EXERCISE TEXT below:
After some intense negotiations they sorted out who was going to take possession of me and I went on a walk with my "holiday romance". We were passing one of the cottages trying to find a place to be alone when I heard someone call my name. Looking up I saw Dr Grant calling to me from the window.
"You boys come up for some cookies, I just baked them."
Both the Grants had PhD's and were missionaries that had lived near us in Fil-Am Village when we lived in Quezon City. They were like grandparents to us, and always had something good to eat. I introduced my new girlfriend to her and she exclaimed
"Sydney! Like the city in Australia! You don't hear that one very often. Do you go by Syd?"
I tried to explain, repeatedly, carefully enunciating her name, but to no avail. Sydney it was. "Syd" laughed and winked at me. After we finished our cookies and drinks she hustled us out the door and we continued on our way. With the conference going on the camp was full, and it seemed that there was no place where we could be alone. Kids running around and toddlers with their
yayas were everywhere. Finally we found a spot by sliding down the hill and there perched above Bokawkan Road, overlooking the valley and pine forested hills beyond, we could neither be seen from the road below or the path above. Now and then we would hear people passing above us, once I heard my Dad and brothers walking by. It was warm in the sun and we lay in the tall grass, her head on my shoulder, laughing, talking and kissing. Syd must have been concerned that I might be harboring some doubts as to her gender, because at one point she abruptly produced two volumes of evidence for me to peruse. Boy, these IS girls sure were progressive.
End of EXERCISE TEXT.
### TASK
Can you copy the camp story word for word, starting with "After some intense" and going on through "from the window."?
EXTRACTED ENTRIES below:
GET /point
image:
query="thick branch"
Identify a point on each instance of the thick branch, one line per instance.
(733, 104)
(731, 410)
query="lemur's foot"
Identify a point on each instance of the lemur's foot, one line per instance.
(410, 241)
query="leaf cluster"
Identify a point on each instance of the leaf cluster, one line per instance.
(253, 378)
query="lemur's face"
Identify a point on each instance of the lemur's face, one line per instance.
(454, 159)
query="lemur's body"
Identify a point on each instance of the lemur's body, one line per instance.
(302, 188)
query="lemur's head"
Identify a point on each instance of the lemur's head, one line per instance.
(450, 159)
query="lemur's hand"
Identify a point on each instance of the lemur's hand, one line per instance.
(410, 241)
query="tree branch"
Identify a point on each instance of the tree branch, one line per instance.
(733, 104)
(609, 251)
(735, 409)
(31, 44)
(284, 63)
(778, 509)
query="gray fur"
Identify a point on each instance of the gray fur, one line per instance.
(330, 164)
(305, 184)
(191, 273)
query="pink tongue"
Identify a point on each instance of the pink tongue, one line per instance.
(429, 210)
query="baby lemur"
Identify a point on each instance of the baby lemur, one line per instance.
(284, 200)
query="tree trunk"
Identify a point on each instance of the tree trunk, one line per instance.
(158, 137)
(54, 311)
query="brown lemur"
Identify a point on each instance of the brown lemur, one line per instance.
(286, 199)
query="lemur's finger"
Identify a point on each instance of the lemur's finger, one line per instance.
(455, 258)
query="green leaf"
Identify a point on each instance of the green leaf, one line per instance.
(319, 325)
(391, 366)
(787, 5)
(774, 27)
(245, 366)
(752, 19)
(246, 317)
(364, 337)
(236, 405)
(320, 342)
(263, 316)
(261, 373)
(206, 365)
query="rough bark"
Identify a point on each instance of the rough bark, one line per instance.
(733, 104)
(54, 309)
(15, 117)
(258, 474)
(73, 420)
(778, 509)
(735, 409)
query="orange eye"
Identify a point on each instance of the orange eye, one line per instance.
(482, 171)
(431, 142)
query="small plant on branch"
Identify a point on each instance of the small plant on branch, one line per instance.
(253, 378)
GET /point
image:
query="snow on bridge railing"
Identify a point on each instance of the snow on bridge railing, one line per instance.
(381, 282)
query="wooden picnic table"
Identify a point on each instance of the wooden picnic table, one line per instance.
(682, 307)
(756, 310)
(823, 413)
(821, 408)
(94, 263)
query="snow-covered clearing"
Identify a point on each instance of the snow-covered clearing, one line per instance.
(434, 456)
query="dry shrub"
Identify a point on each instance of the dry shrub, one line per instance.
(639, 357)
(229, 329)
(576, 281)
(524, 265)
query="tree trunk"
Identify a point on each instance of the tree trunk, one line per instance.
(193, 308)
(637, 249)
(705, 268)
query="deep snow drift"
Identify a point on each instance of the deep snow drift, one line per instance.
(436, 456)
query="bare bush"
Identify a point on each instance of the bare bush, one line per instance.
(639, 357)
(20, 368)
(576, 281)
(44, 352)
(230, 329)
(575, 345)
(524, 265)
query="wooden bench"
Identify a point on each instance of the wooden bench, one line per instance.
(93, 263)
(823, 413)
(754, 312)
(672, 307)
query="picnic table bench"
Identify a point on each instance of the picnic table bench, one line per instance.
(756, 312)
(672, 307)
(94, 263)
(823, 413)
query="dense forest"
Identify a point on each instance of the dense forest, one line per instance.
End of EXTRACTED ENTRIES.
### EXERCISE ANSWER
After some intense negotiations they sorted out who was going to take possession of me and I went on a walk with my "holiday romance". We were passing one of the cottages trying to find a place to be alone when I heard someone call my name. Looking up I saw Dr Grant calling to me from the window.